Dört adam… Biri küreğe dayanmış, diğerinin elinde kazma öylesine tutuyor, üçüncüsünün elleri cebinde, diğeri ise hararetle bir şeyler anlatıyor. Az ilerilerinde ise bir kamyonet. Dışarıdan boş görünüyor. Rahatlıklarından belli ki belediye işçileri…
Atatürk Mahallesi Eski Terme Caddesi ile Saray Caddesi rögar kapaklarının belediyeden çekmediği kalmadı.
Bundan iki ay önce belediye caddemize teşrif etti. Bütün rögar kapaklarının etrafını bir güzel kırdı.
Sonra,
Kırdıklarının yerine çimento yoğunluklu kumdan yarı ıslak harçla doldurdu.
Gittiler,
İki gün sonra betondan eser yoktu. Bu millete iyilik de yaraşmıyordu. Kör olası hain araçlar Belediyemizin rögar kapaklarına saldırmışlar, betonu parça pürçek etmişlerdi.
Üç-beş gün sonra belediye yeniden geldi. İlk yaptıklarını tekrar kırdılar. Zaten onların zahmetine gerek yoktu. Kırılmışlardı çünkü.
Sonra onların yerine bu sefer çakıl esaslı bol çimentolu beton döktüler. Etrafını da bir güzel muhkemleştirdiler.
Onlar da en fazla on beş gün dayandılar. Bir yirmi gün daha geçti yine geldiler. Bu sefer kırılan betonları bir güzel temizlediler.
Bunların yerine asfalt döktüler. Çünkü yol asfalttı. Hah dedim şimdi doğrusunu yaptılar. Geç oldu ama temiz oldu.

§ Görev
Rögar kapaklarının onarımını anlatan yazının devamını, son cümlesinden sonrasından başlayarak yazınız.

§ Veri Kümesi
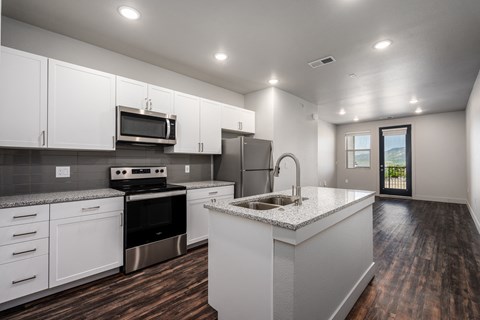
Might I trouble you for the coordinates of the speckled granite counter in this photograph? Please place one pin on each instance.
(55, 197)
(321, 203)
(205, 184)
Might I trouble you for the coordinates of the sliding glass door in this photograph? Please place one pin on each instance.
(396, 160)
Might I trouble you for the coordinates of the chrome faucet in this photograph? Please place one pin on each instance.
(296, 189)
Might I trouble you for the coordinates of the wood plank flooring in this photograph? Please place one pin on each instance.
(428, 267)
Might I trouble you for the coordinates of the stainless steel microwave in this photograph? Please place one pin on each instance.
(144, 126)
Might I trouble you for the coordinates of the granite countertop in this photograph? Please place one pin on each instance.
(205, 184)
(321, 203)
(55, 197)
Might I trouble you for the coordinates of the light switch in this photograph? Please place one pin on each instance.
(62, 172)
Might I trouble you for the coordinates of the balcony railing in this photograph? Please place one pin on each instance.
(395, 177)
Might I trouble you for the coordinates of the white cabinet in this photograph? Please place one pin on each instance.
(23, 251)
(238, 119)
(81, 108)
(86, 238)
(198, 125)
(23, 99)
(197, 215)
(141, 95)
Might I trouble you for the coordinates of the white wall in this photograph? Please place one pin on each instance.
(21, 36)
(294, 130)
(438, 157)
(326, 154)
(473, 153)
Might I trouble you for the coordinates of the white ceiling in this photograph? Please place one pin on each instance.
(435, 54)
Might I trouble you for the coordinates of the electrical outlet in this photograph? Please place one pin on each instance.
(62, 172)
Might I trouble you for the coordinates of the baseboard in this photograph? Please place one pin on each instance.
(426, 198)
(352, 297)
(474, 217)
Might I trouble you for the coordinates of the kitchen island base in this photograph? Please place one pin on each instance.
(262, 271)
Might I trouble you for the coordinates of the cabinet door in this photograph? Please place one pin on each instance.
(84, 246)
(81, 108)
(131, 93)
(187, 109)
(210, 130)
(23, 99)
(160, 99)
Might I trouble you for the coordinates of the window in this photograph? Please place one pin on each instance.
(357, 147)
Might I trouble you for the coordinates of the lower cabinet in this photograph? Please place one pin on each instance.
(88, 241)
(197, 215)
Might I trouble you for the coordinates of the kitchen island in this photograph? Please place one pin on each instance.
(292, 262)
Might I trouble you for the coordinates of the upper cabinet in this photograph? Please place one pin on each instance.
(141, 95)
(23, 99)
(237, 119)
(81, 108)
(198, 125)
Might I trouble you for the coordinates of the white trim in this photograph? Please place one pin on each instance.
(474, 217)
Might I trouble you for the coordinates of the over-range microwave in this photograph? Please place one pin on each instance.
(144, 126)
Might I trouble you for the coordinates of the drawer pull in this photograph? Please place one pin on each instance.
(26, 279)
(25, 216)
(90, 208)
(24, 234)
(26, 251)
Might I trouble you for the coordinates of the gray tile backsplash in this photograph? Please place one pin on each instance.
(33, 171)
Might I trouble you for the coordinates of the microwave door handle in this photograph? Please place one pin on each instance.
(168, 129)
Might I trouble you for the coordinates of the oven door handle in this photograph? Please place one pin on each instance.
(156, 195)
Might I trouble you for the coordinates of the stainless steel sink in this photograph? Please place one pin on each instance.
(268, 203)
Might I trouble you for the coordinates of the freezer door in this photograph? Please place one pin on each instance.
(256, 182)
(257, 154)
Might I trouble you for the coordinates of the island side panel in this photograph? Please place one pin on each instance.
(240, 267)
(329, 270)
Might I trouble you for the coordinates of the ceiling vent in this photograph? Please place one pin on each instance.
(321, 62)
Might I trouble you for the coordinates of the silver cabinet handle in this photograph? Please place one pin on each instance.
(23, 252)
(26, 279)
(24, 234)
(91, 208)
(25, 216)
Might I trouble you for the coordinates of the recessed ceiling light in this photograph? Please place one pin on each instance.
(382, 44)
(220, 56)
(129, 12)
(273, 81)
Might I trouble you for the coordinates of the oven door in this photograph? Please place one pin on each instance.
(152, 217)
(143, 126)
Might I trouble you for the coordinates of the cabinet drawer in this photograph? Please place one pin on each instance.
(23, 250)
(23, 277)
(23, 232)
(21, 215)
(209, 192)
(86, 207)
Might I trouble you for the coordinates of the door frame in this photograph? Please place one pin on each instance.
(408, 154)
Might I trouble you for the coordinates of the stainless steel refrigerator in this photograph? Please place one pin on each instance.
(248, 162)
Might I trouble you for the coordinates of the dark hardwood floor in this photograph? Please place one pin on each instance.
(428, 267)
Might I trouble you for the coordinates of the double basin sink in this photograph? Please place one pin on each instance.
(268, 203)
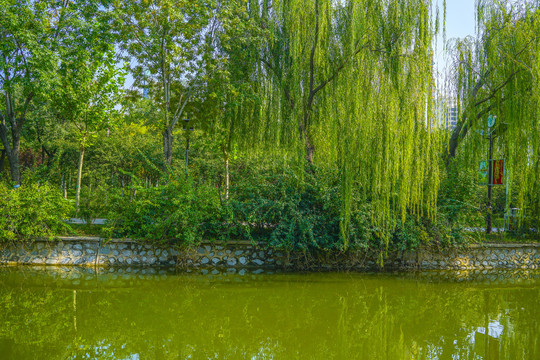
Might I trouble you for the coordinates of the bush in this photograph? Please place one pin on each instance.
(32, 211)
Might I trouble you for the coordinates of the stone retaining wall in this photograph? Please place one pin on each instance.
(90, 251)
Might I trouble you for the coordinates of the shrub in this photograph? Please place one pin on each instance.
(32, 211)
(178, 211)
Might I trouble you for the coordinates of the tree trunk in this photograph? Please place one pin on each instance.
(79, 178)
(167, 148)
(12, 151)
(14, 166)
(226, 155)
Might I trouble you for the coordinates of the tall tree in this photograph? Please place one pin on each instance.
(28, 36)
(497, 73)
(89, 90)
(349, 84)
(164, 42)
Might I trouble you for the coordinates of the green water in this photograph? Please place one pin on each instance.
(52, 313)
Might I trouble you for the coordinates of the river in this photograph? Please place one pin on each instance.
(80, 313)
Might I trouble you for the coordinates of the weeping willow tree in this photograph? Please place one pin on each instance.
(497, 73)
(348, 85)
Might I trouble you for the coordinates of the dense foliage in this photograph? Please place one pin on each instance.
(308, 125)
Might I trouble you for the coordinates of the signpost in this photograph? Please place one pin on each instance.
(497, 176)
(491, 171)
(483, 171)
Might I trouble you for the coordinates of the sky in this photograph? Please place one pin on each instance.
(460, 22)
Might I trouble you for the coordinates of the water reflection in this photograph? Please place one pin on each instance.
(78, 313)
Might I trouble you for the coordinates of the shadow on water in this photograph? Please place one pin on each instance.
(141, 313)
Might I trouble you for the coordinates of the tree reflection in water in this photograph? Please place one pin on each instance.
(78, 314)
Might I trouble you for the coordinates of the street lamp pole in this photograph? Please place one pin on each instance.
(490, 185)
(187, 129)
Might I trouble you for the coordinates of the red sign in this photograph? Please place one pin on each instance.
(498, 172)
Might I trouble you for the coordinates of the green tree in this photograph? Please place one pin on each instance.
(89, 90)
(164, 42)
(29, 34)
(496, 73)
(348, 84)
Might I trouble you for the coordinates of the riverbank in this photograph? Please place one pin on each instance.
(96, 251)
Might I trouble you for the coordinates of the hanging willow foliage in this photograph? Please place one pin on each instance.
(498, 73)
(348, 85)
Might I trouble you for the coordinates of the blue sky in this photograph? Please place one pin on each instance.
(460, 22)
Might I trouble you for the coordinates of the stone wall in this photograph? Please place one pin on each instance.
(90, 251)
(489, 256)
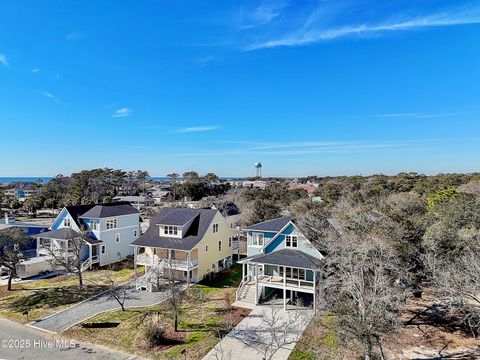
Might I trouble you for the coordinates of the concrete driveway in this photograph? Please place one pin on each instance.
(21, 342)
(268, 332)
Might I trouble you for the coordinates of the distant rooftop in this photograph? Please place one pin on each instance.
(272, 225)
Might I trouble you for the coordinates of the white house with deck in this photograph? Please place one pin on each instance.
(281, 263)
(107, 231)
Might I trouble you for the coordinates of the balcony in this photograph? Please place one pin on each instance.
(294, 284)
(149, 260)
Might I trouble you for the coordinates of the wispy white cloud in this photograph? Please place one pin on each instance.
(198, 128)
(313, 33)
(4, 60)
(50, 96)
(260, 15)
(123, 112)
(314, 147)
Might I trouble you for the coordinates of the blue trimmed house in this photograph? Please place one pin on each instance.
(111, 229)
(281, 262)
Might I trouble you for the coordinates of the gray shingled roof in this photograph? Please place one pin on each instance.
(177, 217)
(287, 257)
(108, 210)
(202, 218)
(66, 234)
(272, 225)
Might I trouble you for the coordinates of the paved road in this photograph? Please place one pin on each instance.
(21, 342)
(64, 319)
(266, 331)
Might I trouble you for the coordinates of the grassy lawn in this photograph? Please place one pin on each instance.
(47, 296)
(202, 320)
(319, 341)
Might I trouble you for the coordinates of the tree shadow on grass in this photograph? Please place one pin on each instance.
(100, 325)
(473, 354)
(437, 315)
(53, 297)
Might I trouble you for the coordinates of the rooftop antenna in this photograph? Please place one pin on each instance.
(258, 170)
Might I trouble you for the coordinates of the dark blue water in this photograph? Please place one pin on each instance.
(24, 179)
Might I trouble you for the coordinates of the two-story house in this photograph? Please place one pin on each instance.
(111, 229)
(190, 243)
(281, 262)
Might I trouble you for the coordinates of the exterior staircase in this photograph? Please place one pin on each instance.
(246, 295)
(151, 280)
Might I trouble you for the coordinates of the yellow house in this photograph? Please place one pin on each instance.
(191, 243)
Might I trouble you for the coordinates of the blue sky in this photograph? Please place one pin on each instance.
(326, 87)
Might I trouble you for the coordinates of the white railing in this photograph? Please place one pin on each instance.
(144, 259)
(241, 286)
(85, 265)
(277, 280)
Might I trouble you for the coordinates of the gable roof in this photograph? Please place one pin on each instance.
(67, 234)
(76, 211)
(179, 217)
(287, 257)
(202, 218)
(272, 225)
(110, 209)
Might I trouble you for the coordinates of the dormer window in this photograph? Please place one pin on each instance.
(291, 241)
(170, 230)
(257, 239)
(94, 225)
(111, 224)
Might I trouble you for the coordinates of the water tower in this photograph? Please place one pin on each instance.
(258, 169)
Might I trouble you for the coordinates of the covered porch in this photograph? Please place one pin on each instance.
(67, 242)
(290, 271)
(176, 259)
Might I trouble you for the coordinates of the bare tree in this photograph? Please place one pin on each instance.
(115, 289)
(363, 281)
(69, 257)
(12, 240)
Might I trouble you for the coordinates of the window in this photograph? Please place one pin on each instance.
(257, 239)
(291, 241)
(170, 230)
(293, 273)
(111, 224)
(94, 225)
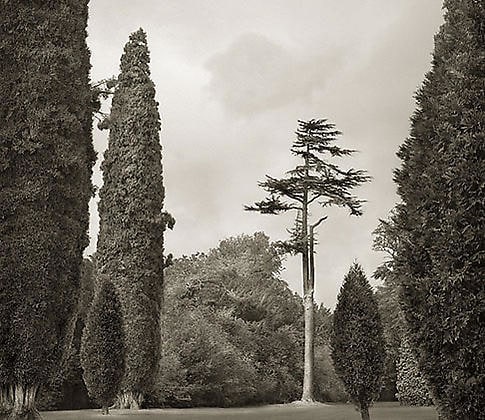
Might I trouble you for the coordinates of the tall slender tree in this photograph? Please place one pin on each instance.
(102, 349)
(130, 242)
(316, 181)
(441, 219)
(46, 158)
(358, 341)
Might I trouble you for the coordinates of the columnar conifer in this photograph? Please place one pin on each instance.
(441, 218)
(130, 242)
(102, 351)
(46, 157)
(358, 341)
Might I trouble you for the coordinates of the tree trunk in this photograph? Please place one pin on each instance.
(364, 411)
(22, 399)
(307, 394)
(129, 400)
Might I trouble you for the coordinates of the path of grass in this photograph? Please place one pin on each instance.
(383, 411)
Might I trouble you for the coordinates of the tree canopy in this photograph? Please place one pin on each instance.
(130, 241)
(441, 217)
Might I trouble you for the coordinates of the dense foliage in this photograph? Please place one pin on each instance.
(411, 386)
(46, 158)
(66, 389)
(102, 348)
(357, 340)
(130, 242)
(232, 329)
(319, 181)
(441, 218)
(402, 379)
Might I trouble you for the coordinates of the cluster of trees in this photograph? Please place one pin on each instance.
(434, 237)
(229, 332)
(233, 331)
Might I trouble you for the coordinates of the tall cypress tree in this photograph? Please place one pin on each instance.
(130, 242)
(358, 340)
(102, 351)
(441, 217)
(46, 158)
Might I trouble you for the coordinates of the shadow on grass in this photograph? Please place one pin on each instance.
(381, 411)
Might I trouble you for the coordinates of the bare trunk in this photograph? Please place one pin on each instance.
(129, 400)
(364, 411)
(22, 402)
(307, 394)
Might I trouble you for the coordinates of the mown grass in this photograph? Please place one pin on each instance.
(381, 411)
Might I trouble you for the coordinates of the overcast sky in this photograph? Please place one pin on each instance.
(234, 76)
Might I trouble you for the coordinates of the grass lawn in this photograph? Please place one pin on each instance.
(381, 411)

§ Yazılı Yanıt
Asfaltı dökerken yine dört kişiydiler. Biri çalışıyor, öbürleri seyrediyorlardı.
Bir on beş gün daha geçti.
Yine işe giderken… Bir rögar kapağının önünde yine dört kişi… Yanı başlarında bildik kamyonet. Bu sefer iki kişi çalışıyor iki kişi bakıyordu. Biri daha afili bakıyordu. Belli ki ustabaşı…
Arabamla giderken durdum, hayırlı işler diledim. Kolay gelsin dedim. Sohbetime devam ettim.
“Siz Büyükşehir elemanları mısınız?” Afili duranın cevabı afili idi. ”Hee amıca…”
Asfalta beton dökülür mü?
Afili olan bilmişçe cevap verdi. “Beton dökmüyoruz amıca, Kalekim döküyoruz.”
“Kalekim çimento esaslı değil mi?”
Sormakla hata ettim. Afilinin façası bozuldu. Ama renk vermedi.
“Sizin sorumlunuz mühendis mi?” Soru afiliye kolay geldi. Hararetle “Hee amca…” Diplomayı hangi bakkaldan almış? Bilemedi… Belli ki soru zor yerden geldi.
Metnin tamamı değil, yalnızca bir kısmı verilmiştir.